Exercise description
Could you reproduce the passage of the mystery review that begins at the words "Anyway, she now" and stops after "causes after all.", copying it word for word?

Excerpt to read

******

Anyway, she now has more on her mind, after her very healthy mom suffers a fatal heart attack. When several threatening letters are discovered, however, everyone – apart from the obligatory doubting police – starts to wonder if it wasn’t natural causes after all.

All of the usual elements to a cosy mystery are here, really, with the exception of a budding romance – much to my relief, I should add. Mourning a parent is not the best headspace to have a character start down that path! But we have a murder, a good reason for Summer to be investigating, and a group of friends of all ages to help out.

So far so good, and yet… there’s just something about the way it’s all put together here that really didn’t grab me. The first chapters are quite downbeat and repetitive with Summer’s shock over the death and all of that kind of thing. Several elements throughout seem to serve very little purpose – the whole spiders thing, for instance, is so overplayed I was dreading a huge icky scene but I can reassure my fellow arachnophobes that there’s just one ‘thing I read in a book’ scene and otherwise I wasn’t too freaked out!

******

[Point annotation data]

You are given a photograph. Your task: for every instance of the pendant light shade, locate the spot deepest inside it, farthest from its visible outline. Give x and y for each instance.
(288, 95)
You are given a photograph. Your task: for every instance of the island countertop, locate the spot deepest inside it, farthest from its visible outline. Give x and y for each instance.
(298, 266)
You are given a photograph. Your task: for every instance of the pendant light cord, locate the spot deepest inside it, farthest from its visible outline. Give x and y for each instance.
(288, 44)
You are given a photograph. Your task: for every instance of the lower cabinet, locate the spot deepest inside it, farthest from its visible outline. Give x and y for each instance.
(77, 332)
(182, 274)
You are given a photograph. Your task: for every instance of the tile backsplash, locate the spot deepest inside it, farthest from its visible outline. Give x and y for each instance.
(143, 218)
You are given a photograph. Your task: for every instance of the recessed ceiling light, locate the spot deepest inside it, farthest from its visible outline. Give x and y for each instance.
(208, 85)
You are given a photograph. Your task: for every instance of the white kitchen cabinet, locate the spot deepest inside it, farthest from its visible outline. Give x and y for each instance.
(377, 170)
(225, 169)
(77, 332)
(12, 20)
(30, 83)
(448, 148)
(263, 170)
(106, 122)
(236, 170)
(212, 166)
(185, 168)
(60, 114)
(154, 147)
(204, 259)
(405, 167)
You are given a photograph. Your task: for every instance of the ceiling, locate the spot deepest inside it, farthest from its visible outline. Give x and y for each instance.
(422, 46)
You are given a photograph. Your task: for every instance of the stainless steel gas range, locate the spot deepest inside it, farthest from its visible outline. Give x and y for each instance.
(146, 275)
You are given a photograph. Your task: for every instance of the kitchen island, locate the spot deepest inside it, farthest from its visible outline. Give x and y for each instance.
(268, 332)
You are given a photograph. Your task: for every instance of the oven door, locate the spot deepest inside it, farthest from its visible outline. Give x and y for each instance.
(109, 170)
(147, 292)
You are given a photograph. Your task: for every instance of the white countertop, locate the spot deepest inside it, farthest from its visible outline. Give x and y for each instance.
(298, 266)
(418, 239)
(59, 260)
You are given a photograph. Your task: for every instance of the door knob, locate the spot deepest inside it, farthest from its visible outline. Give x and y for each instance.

******

Correct response
Anyway, she now has more on her mind, after her very healthy mom suffers a fatal heart attack. When several threatening letters are discovered, however, everyone – apart from the obligatory doubting police – starts to wonder if it wasn’t natural causes after all.